WHAT IS BEING ASKED
Bring together copies of the lines in the data below that contain the word "wall".

SOURCE INFORMATION

◆ ◆ ◆

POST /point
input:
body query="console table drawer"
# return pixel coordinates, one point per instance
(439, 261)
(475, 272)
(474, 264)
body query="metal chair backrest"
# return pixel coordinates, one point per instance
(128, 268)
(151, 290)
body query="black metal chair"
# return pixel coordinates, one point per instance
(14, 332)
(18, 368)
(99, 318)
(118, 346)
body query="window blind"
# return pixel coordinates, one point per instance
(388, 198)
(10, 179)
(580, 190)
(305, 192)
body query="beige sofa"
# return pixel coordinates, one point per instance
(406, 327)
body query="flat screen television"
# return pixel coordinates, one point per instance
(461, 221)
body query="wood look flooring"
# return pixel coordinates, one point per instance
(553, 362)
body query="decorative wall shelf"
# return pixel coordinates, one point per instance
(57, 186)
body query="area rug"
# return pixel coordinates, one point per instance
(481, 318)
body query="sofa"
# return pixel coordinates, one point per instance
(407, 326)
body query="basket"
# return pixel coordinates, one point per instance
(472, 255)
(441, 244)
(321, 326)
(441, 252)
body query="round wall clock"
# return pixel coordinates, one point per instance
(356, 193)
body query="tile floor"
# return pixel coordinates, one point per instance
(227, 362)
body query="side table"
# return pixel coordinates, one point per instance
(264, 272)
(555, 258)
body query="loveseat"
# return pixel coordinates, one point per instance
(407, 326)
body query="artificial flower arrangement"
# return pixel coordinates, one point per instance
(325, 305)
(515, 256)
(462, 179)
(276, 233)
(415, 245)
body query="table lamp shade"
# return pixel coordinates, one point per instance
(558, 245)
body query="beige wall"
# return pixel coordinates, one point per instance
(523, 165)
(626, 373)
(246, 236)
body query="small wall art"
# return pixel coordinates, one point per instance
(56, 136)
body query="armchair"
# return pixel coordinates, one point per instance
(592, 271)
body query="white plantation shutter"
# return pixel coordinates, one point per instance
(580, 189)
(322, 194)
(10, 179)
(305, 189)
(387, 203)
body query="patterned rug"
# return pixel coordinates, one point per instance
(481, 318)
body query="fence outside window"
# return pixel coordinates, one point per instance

◆ ◆ ◆

WRITTEN SOLUTION
body query="decorative wall shelf"
body query="round wall clock"
body query="beige wall"
body query="small wall art"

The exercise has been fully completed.